• DATA SUPPLIED:
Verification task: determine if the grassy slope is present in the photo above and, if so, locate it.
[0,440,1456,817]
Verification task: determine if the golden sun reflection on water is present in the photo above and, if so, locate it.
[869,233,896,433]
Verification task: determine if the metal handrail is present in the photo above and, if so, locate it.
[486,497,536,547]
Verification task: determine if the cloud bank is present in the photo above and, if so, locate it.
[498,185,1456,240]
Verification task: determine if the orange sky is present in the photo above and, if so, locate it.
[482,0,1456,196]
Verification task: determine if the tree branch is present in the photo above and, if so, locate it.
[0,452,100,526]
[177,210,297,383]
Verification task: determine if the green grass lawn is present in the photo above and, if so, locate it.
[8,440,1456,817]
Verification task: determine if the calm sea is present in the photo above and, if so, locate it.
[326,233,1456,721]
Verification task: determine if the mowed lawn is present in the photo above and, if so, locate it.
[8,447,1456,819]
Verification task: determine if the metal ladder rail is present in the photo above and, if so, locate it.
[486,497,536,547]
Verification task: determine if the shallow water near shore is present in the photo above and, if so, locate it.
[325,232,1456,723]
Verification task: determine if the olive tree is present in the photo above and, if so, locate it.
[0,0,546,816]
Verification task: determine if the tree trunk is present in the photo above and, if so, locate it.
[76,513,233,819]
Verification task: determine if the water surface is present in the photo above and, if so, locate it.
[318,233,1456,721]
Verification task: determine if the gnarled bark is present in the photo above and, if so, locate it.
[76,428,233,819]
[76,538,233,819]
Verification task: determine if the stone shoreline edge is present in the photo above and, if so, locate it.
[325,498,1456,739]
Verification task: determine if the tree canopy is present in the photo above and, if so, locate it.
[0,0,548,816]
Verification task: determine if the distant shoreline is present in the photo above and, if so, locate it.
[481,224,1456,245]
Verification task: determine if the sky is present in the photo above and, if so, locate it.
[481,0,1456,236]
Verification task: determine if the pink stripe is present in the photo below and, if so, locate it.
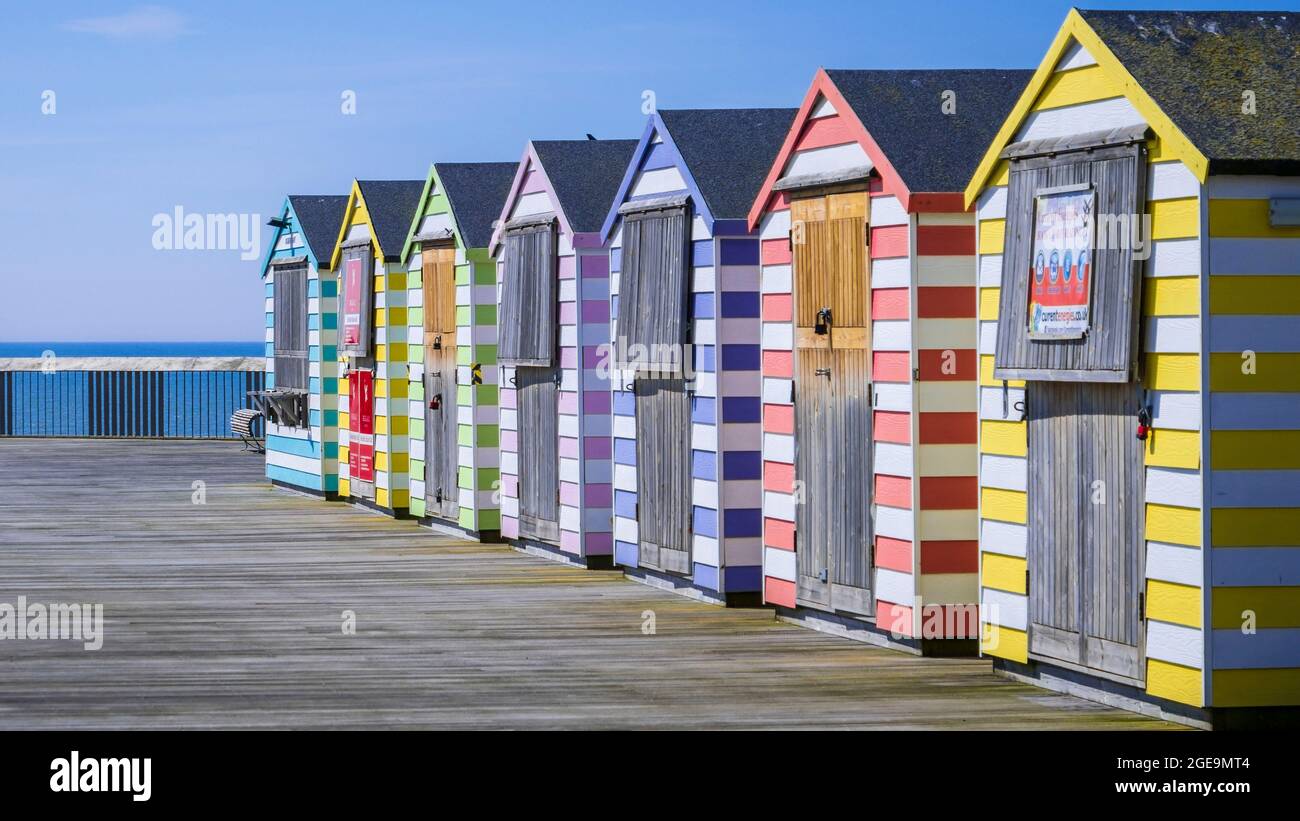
[579,253,610,279]
[586,533,614,556]
[582,391,614,414]
[560,436,577,459]
[560,482,582,507]
[585,482,614,508]
[582,436,614,459]
[560,530,582,553]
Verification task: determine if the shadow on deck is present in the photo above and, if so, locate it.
[0,439,1171,730]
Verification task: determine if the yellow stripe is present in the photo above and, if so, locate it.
[1210,508,1300,547]
[1147,659,1203,707]
[1210,430,1300,470]
[980,553,1027,595]
[1210,277,1300,314]
[1034,65,1123,112]
[1210,587,1300,630]
[1210,200,1300,236]
[1141,277,1201,317]
[979,220,1006,253]
[979,624,1030,664]
[1145,353,1201,391]
[1145,503,1201,547]
[979,420,1028,456]
[979,353,1024,387]
[1151,196,1200,239]
[1210,350,1300,394]
[1143,430,1201,470]
[979,487,1030,525]
[1212,668,1300,707]
[979,288,1002,321]
[1147,579,1201,627]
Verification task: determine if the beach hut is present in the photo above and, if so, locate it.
[490,139,637,566]
[330,179,424,516]
[257,195,347,498]
[965,10,1300,725]
[749,70,1030,653]
[601,109,794,603]
[402,162,517,538]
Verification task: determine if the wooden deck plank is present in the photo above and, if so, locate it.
[0,439,1170,730]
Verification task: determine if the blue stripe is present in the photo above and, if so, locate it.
[723,397,763,422]
[723,451,763,479]
[718,239,758,265]
[723,508,763,538]
[723,565,763,592]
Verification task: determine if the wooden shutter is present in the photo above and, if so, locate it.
[993,134,1151,382]
[420,243,456,337]
[1028,382,1145,681]
[636,378,692,574]
[272,261,307,391]
[497,218,558,368]
[790,185,874,614]
[618,204,690,369]
[515,368,560,542]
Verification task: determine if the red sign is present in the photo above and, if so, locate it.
[343,259,363,346]
[347,370,374,482]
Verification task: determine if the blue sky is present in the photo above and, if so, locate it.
[0,0,1294,340]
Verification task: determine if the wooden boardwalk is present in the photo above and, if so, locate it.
[0,439,1171,730]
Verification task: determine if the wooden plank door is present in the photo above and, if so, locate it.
[515,368,560,544]
[1028,382,1145,681]
[790,191,874,614]
[634,378,692,574]
[420,244,460,520]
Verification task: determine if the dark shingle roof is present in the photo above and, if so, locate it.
[356,179,425,262]
[659,108,798,220]
[533,140,637,233]
[289,194,347,266]
[433,162,519,248]
[827,69,1034,192]
[1079,10,1300,173]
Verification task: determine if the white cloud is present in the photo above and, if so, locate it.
[62,5,190,40]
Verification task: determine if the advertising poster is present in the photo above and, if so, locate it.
[1030,186,1095,339]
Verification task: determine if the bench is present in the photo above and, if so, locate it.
[230,408,267,453]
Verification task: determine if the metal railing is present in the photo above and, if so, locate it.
[0,360,267,439]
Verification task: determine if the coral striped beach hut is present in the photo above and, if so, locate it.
[966,10,1300,726]
[402,162,516,539]
[749,70,1030,652]
[259,195,347,498]
[332,179,424,516]
[602,108,794,603]
[490,139,637,566]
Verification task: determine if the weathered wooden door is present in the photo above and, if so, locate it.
[420,246,460,520]
[515,368,560,543]
[1027,382,1145,681]
[636,378,692,574]
[790,191,874,614]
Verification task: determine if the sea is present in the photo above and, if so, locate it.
[0,342,267,359]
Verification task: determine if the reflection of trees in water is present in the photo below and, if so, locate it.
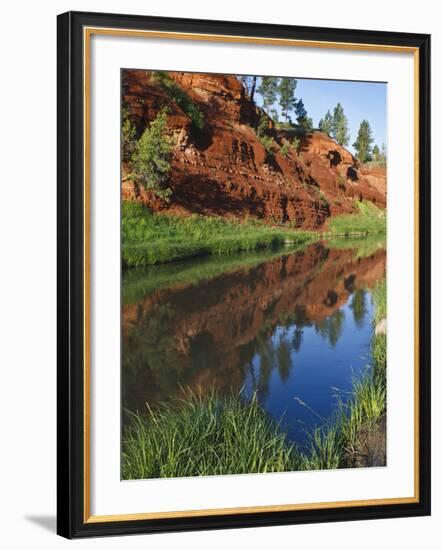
[350,290,367,328]
[315,309,345,347]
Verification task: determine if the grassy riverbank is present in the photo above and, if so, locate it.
[122,282,386,479]
[121,201,386,267]
[121,202,316,267]
[328,201,387,235]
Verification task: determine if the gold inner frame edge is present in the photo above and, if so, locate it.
[83,27,419,523]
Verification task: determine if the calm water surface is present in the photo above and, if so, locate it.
[122,243,385,444]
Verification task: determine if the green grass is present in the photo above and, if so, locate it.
[328,201,387,235]
[122,202,317,267]
[122,393,297,479]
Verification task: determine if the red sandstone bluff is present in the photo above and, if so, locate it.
[122,70,386,229]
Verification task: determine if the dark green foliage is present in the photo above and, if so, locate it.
[256,111,269,137]
[353,119,374,163]
[258,135,278,155]
[328,201,387,235]
[122,392,298,479]
[132,111,172,201]
[257,76,279,113]
[152,71,204,131]
[278,77,297,121]
[122,274,387,479]
[319,111,333,137]
[121,107,137,162]
[331,103,350,147]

• DIRECTIONS:
Switch every "photo above" in the listing to "image shown" and write out the whole listing again with nothing else changed. Leave the pictures out.

• THE OUTPUT:
Verification task: determine if the grassy slope is present in the image shown and, if so, locate it.
[0,440,1456,817]
Verification task: determine if the golden sun reflection on water is present in the image shown and, if so, locate it.
[869,233,896,433]
Verification task: determine if the metal handrail is present in the image shown and, if so, locate it.
[486,497,536,547]
Verification task: determine if the cloud bank is present in the image shown and, if so, locate it.
[498,185,1456,240]
Verification task: determine if the orange sky is present in the image shown and, if so, locate it.
[482,0,1456,196]
Verification task: determine if the tree branch is present in the image shown and, if so, locate it.
[0,452,100,526]
[177,210,297,383]
Verification task: determine if the green grass lawn is present in the image shown and, if so, locate it.
[8,440,1456,817]
Verification task: determine if the calm sea is present in the image shown and, if so, locate it.
[326,233,1456,721]
Verification task: determine if the mowed lawn is present in the image shown and, if so, locate it.
[8,447,1456,819]
Verification task: determine if the metal ladder rail is present in the image shown and, if so, locate it.
[486,497,536,547]
Verification task: determine if the shallow water near shore is present in the image shown and, if so, locate it.
[325,232,1456,723]
Verification task: determine if the olive tree is present in the image shown and, if so, locate it.
[0,0,546,816]
Verification task: determine if the tree trunk is present in the image shown and, if so, locate it.
[76,513,233,819]
Verification task: determine if the water surface is present in the image shown and, if so, locate it.
[318,233,1456,721]
Verification task: determine if the gnarled bark is present in the image shown and, if so, locate it.
[76,428,233,819]
[76,538,233,819]
Verification task: determine if the stone shoreline edge is present in the image shown and, if so, locate it.
[325,498,1456,739]
Verification task: determine if the tree canopy is present in the image shown and, if so, locate it.
[0,0,548,816]
Verification task: determine if the distant shoreline is present in the image shown and, if so, locate it.
[481,224,1456,245]
Verification task: determine if the sky is present in the image shown and, if so, locate it.
[481,0,1456,236]
Verification task: determine if the pink stripe is present in the photo below and, if so, locate it.
[579,253,610,279]
[586,533,614,556]
[582,391,614,414]
[560,436,577,459]
[560,482,582,507]
[585,482,614,508]
[582,436,614,459]
[560,530,582,553]
Verification task: determine if the shadow on deck is present in the image shown and, if so, locate it.
[0,439,1171,730]
Verification task: determine if the yellow stripe is present in the image shown and, if so, locate it.
[1210,508,1300,547]
[1147,659,1203,707]
[1210,430,1300,470]
[980,553,1027,595]
[1210,277,1300,314]
[1034,65,1123,112]
[1210,587,1300,630]
[1210,200,1300,236]
[1141,277,1201,317]
[979,220,1006,253]
[979,624,1030,664]
[1145,353,1201,391]
[1145,503,1201,547]
[979,420,1028,456]
[979,353,1024,387]
[1151,196,1200,239]
[1210,350,1300,394]
[1143,430,1201,470]
[979,487,1030,525]
[1212,668,1300,707]
[979,288,1002,321]
[1147,579,1201,627]
Verification task: determine if the beach hut is present in the image shown and, if so, locate it.
[490,139,637,566]
[330,179,424,516]
[257,195,347,498]
[965,10,1300,725]
[749,70,1030,653]
[601,109,794,603]
[402,162,517,538]
Verification task: determine if the wooden deck plank is present in the image shown and, if so, locate it.
[0,439,1170,730]
Verification task: determine if the blue stripe is present in the image shown and, if so, locate it.
[723,397,763,422]
[723,451,763,479]
[718,239,758,265]
[723,508,763,538]
[723,565,763,592]
Verification task: determine if the wooden shutter is present in the image shown and, if so, locate it.
[993,134,1151,382]
[420,243,456,337]
[1028,382,1145,681]
[636,378,692,574]
[272,261,307,391]
[497,218,558,368]
[790,185,874,614]
[618,204,690,369]
[515,368,560,542]
Verification task: determine if the red sign is present in the image shown and, if so, locate it.
[343,259,363,346]
[347,370,374,482]
Verification task: determine if the blue sky is present in the image shown and, if so, locate it.
[0,0,1294,340]
Verification task: determine if the wooden boardwalk is present in the image shown and, if so, locate it.
[0,439,1171,730]
Verification task: determine if the wooden plank door is present in the image shown and, if so, locate it.
[515,368,560,544]
[1028,382,1145,681]
[790,191,874,614]
[634,378,692,574]
[420,244,460,520]
Verification task: determine if the dark shingle roof is present in the image shown and, if so, locate it.
[356,179,425,262]
[659,108,798,220]
[533,140,637,233]
[289,194,347,266]
[433,162,519,248]
[827,69,1034,192]
[1079,10,1300,173]
Verification task: determine if the white cloud is present in the image shown and, if so, locate it.
[62,5,190,40]
Verification task: determine if the advertising poster is present in the image shown and, if so, locate it.
[1030,186,1095,339]
Verification task: determine if the bench is present in the image shown and, if so, locate it.
[230,408,267,453]
Verification task: determine if the metal railing is present in the image shown and, if so, locate it.
[0,360,267,439]
Verification task: determine if the coral striped beach hut is present in the image shown and, if so, locate it.
[966,10,1300,726]
[402,162,516,539]
[749,70,1030,652]
[259,195,347,498]
[332,179,424,516]
[602,108,794,603]
[490,139,637,566]
Verification task: determine if the weathered wooden door is present in the image shown and, if so, locate it.
[420,246,460,520]
[515,368,560,543]
[1027,382,1145,681]
[636,378,692,574]
[790,191,874,614]
Verification task: determine if the sea is present in the image shown and, if so, locate it.
[0,342,267,359]
Verification task: determine if the reflection of trees in water is present in the photo below and, if so, locate it.
[350,290,367,328]
[315,309,345,347]
Verification task: determine if the grassy riverbank is present in the image shown and, if so, locate it.
[122,282,386,479]
[121,201,386,267]
[121,202,316,267]
[328,201,387,235]
Verification task: determine if the gold inner frame edge is present in the image shown and, if so, locate it.
[83,27,419,523]
Verification task: determine if the calm water surface is present in the image shown and, if so, locate it.
[122,243,385,444]
Verification task: determine if the green grass is present in the image shown and, if so, locate it.
[328,201,387,235]
[122,202,317,267]
[122,393,297,479]
Verification task: determine if the red sandstone bluff is present in the image shown and, if so, locate it.
[122,70,386,229]
Verification task: determine if the dark green foliage is present in the image shown and, if so, locate it.
[256,111,269,137]
[353,119,374,163]
[258,135,278,155]
[328,201,387,235]
[122,392,298,479]
[132,111,172,201]
[257,76,279,113]
[152,71,204,131]
[278,77,297,121]
[122,274,387,479]
[319,111,333,137]
[121,107,137,162]
[331,103,350,147]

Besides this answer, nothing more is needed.